### SOURCE MATERIAL ###

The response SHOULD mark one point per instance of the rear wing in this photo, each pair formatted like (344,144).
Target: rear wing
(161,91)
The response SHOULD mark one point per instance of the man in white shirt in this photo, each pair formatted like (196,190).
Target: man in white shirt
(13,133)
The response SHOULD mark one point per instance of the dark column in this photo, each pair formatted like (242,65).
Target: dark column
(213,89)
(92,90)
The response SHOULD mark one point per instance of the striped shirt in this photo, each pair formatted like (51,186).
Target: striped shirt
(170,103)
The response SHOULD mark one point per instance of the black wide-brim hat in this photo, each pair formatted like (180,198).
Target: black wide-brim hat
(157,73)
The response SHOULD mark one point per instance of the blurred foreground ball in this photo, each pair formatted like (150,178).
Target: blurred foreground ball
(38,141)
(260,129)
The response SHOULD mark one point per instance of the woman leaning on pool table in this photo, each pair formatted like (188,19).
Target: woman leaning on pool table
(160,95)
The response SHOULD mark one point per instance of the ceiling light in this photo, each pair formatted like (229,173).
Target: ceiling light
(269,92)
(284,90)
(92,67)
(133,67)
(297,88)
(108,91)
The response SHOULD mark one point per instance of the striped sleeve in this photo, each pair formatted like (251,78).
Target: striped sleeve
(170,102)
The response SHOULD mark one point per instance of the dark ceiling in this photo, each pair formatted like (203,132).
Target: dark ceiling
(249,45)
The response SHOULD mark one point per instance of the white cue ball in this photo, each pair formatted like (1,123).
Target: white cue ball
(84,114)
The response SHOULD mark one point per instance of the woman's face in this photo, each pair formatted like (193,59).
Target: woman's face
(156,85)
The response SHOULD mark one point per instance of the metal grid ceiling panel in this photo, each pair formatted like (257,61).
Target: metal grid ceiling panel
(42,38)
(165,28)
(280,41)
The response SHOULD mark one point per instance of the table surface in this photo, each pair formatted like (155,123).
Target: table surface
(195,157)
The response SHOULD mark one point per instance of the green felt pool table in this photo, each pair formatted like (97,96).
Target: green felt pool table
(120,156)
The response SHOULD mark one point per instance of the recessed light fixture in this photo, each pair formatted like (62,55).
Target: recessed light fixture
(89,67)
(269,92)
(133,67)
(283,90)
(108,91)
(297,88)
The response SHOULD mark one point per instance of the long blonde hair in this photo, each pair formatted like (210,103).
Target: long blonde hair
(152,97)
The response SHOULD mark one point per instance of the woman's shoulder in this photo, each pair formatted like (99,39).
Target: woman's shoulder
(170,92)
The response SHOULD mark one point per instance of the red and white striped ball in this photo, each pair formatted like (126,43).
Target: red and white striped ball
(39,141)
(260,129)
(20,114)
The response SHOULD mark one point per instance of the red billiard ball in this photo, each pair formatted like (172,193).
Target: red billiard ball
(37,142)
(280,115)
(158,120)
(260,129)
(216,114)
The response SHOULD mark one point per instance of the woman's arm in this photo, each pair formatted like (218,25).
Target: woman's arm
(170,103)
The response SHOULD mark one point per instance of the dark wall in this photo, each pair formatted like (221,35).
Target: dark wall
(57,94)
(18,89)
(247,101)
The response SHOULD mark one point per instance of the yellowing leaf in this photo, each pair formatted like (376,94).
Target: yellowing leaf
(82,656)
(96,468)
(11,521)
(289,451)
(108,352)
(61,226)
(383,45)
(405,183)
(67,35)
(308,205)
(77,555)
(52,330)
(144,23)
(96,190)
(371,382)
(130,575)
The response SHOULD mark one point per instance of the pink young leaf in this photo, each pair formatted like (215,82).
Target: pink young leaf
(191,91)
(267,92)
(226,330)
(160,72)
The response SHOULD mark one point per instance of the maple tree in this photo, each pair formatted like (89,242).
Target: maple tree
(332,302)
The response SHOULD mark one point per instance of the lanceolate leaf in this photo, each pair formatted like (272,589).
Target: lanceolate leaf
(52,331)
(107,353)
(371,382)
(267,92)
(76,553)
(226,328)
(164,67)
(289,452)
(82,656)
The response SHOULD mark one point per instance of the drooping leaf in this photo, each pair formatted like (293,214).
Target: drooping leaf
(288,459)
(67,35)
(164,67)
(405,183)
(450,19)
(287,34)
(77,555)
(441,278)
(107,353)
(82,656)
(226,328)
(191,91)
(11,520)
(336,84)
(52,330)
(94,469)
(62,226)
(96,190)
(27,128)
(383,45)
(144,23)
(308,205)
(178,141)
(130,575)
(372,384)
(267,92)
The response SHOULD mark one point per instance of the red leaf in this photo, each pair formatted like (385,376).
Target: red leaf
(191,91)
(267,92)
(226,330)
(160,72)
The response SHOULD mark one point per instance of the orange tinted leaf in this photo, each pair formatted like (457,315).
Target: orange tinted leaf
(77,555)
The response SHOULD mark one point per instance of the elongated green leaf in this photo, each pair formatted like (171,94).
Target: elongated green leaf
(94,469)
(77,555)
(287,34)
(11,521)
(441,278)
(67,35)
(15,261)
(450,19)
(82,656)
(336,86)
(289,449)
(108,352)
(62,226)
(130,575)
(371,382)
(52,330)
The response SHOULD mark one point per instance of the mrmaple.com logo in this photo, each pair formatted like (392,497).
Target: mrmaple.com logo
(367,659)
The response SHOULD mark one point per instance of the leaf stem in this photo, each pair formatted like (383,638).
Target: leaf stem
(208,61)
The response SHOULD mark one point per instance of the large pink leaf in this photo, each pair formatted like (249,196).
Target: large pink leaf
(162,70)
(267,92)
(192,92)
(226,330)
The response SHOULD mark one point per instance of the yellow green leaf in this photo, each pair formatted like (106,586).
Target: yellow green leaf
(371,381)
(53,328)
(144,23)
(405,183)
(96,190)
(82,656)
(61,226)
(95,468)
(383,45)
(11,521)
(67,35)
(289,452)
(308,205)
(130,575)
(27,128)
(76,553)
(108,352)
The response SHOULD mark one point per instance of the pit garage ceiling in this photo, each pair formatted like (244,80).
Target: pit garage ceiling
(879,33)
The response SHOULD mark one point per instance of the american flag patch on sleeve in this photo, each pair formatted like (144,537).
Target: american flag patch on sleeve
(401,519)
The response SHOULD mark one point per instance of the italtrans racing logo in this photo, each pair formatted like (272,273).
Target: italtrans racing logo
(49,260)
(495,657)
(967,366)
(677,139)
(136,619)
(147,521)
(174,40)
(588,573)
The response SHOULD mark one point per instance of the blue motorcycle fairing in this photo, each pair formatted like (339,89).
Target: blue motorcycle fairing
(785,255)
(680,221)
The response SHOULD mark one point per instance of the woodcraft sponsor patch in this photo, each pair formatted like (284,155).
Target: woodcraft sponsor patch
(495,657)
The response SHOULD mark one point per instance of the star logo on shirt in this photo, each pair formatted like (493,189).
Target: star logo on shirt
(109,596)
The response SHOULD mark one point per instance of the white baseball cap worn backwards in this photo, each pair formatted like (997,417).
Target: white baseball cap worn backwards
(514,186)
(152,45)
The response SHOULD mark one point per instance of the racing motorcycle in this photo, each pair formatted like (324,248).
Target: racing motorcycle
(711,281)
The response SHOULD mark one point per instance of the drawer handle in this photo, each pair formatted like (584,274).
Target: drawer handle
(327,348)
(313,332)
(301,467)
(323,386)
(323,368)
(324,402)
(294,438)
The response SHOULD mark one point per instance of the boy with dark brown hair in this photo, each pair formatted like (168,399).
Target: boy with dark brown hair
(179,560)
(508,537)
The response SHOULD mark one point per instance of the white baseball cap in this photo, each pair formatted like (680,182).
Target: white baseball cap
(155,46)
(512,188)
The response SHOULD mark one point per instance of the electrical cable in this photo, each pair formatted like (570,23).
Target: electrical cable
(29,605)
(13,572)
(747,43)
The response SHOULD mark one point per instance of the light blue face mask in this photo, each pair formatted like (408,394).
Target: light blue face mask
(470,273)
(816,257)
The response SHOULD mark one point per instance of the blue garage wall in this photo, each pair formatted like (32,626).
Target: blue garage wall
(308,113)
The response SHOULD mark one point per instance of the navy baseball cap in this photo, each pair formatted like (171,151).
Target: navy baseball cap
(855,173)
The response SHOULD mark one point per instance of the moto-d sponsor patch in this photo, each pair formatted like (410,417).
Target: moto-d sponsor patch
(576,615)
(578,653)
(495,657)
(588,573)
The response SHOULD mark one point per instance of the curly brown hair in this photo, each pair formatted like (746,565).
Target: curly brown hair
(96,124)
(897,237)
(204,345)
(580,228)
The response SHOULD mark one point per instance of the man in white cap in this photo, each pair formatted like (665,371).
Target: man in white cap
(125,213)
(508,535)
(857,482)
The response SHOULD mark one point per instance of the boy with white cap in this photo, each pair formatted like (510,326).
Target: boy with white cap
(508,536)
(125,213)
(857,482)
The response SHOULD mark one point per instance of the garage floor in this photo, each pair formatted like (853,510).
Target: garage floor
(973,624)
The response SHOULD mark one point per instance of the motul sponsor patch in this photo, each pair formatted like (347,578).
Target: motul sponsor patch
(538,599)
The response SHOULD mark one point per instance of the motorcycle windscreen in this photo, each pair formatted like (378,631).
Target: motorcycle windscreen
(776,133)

###

### [CHALLENGE]
From the line containing "formatted like (510,326)." to the last line of the material, please quote every line exactly and only those.

### [EXERCISE SOLUTION]
The response SHOULD mark one point per instance of the boy with white cap in this photo, each pair formatted like (510,326).
Target: boy with white cap
(508,536)
(125,213)
(857,482)
The response SHOULD mark one point per instance of the garage floor in this photo, each pair formatted like (853,510).
Target: garage floor
(973,624)
The response SHOULD mark one point per instance of the motul sponsor patch in this photo, each pair formatted like (347,578).
Target: motul sponsor patch
(538,599)
The response SHOULD mark one point per instance of the motorcycle windscreen in this photo, each pair formatted like (378,631).
Target: motorcycle windscreen
(776,133)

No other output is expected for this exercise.